TASK REQUIREMENTS
(a) According to the review of the Live Conference album below, which song opens the album?
(b) Mark each statement yes or no against the review of the Live Conference album below, quoting the words that decide it: (i) The album has only two songs. (ii) The reviewer describes the drums as restrained. (iii) The reviewer calls the crowd's cheers genuine and lively.

SELECTED TEXT
Live Conference opens with Flight of the Eagle, that’s right, only two songs on this album and they get them the wrong way round, buncha fuckos. Where previously the song had bled menace and heaviness out of its very pores, it now sounds tired and limp. Cisneros rockets between verses back and forth from sounding exhausted to sounding like he’s about to burst out laughing. The drums are over-excited, and Cisneros’ bass soon joins them, while the original song was like a bibilic hound slavering and always ready to attack but crucially never even twitching any muscle, this new song is an excitable terrier yapping like a cunt at your ankles and just begging a quick steel-toecap throat silencing. The drums leap and bound with selfish stylistic flurries not at all in place with the music and drag the bass along for the ride, the whole outfit is reduced to a stillborn twin version of the powerful barrow-striding force of the original. I can only assume this was chosen as the opener out of some very un-Om-ish desire to give us a kicker, like we’re some fucking Foo Fighters audience braying for some beats to stop us thinking for another few minutes. The whole outfit reeks of laziness, disinterest and idiocy. Why the hell would anyone want to frigging do this? Emil Amos doesn’t want to be in the shadow of the recently vacated skeleton of Chris Haikus, the old Om fans don’t want you to rape the corpse of the old band, and any new fans that came in with Amos sure don’t want to hear you re-hash the old stuff... and it’ll just draw people to look at the original, conclude it was better and ask these questions all over again. Why? Mercifully after staggering off the wank-popularity production line, the remake of Flight of the Eagle staggers into a darkened corner of the factory and bleeds to death. The cheers of the crowd sounding as hollow and canned as Al and Emil’s performance, everyone ought to be thoroughly ashamed of themselves.

AVAILABLE DATA
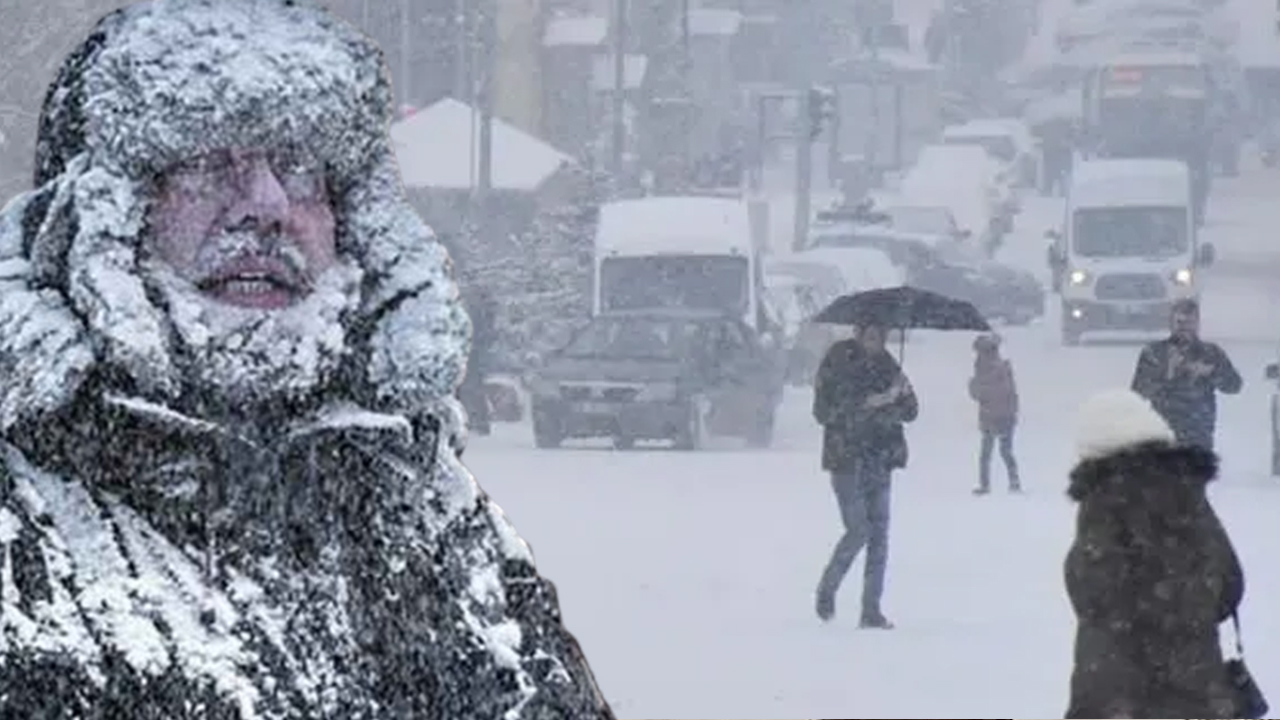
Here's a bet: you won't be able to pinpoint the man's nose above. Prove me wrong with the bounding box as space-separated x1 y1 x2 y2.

ANSWERS TO THE EXERCISE
(a) Flight of the Eagle

(b)
(i) Yes: "only two songs on this album"
(ii) No: "The drums are over-excited"
(iii) No: "sounding as hollow and canned"